*YOUR INSTRUCTIONS:* Output the entries below so that they read exactly as they do now.

*Stored items:*
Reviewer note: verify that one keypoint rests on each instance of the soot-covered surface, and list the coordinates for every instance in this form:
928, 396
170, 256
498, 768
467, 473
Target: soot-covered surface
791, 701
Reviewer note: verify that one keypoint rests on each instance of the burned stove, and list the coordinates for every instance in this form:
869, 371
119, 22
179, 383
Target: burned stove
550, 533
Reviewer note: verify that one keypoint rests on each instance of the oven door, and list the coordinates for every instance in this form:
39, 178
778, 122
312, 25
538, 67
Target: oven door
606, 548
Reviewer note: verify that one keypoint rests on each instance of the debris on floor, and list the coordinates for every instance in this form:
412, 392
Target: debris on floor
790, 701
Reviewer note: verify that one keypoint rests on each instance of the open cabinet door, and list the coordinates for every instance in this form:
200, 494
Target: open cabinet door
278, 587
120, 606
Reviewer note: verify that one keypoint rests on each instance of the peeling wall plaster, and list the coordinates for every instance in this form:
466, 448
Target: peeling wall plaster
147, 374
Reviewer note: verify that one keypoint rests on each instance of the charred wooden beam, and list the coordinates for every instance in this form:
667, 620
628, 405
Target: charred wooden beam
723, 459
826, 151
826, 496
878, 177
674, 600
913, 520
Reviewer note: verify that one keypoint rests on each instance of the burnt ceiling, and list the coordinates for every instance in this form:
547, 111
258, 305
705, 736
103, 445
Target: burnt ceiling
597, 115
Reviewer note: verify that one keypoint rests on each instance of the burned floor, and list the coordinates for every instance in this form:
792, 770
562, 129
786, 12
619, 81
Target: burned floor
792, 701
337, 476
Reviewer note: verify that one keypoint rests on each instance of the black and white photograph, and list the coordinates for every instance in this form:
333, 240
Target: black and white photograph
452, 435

*YOUR RESPONSE:*
Reviewer note: verify that one keypoint rests on each instance of the soot-covered surface, and list the coordinates for every instance in this form:
928, 396
170, 256
498, 768
467, 473
Target: soot-covered surface
791, 701
Reviewer note: verify that one keypoint rests on each instance of the burned stove, and list the coordinates for every instance in this form:
869, 371
119, 22
179, 383
Target: burned stove
550, 533
Reviewer note: verify that one keypoint rests on each instance of the oven door, and list the coordinates for every instance in this form:
39, 178
778, 122
312, 25
538, 67
Target: oven door
606, 548
Reviewer note: verify that one keypoint rests on each instance of the debris on floor, and list the coordinates for every instance in this form:
412, 392
Target: debris on floor
790, 701
Reviewer note: verify that one keypoint rests on each instance of the open cabinet door, and list the coordinates for every instance in this form:
200, 494
Target: open cabinet door
278, 587
120, 606
Reviewer note: verify that one keypoint rests on each instance of the peeling wall plaster, and list the coordinates for every instance in this form:
466, 448
Target: peeling wall plaster
147, 374
Reviewer note: verify that one keypoint rests on each instance of the charred wooden beam, and list the coordinates for every instance in this form:
667, 620
628, 405
Target: charred wooden beam
723, 459
826, 151
826, 496
878, 177
674, 600
913, 520
Reviewer note: verify that one keypoint rests on each instance of the burnt ceiling, and list the coordinates for every instance in this form:
547, 111
258, 305
705, 736
103, 445
Target: burnt ceiling
597, 115
Reviewer note: verify that one keypoint rests on each instance of the burned floor, and list the coordinates for every instance in this form:
792, 770
562, 129
786, 12
619, 81
Target: burned floor
792, 701
337, 476
Reviewer note: verify that one keypoint rests on each instance of the black and white photograph, and list the coordinates for every instance in this form:
333, 240
Target: black and white photograph
452, 435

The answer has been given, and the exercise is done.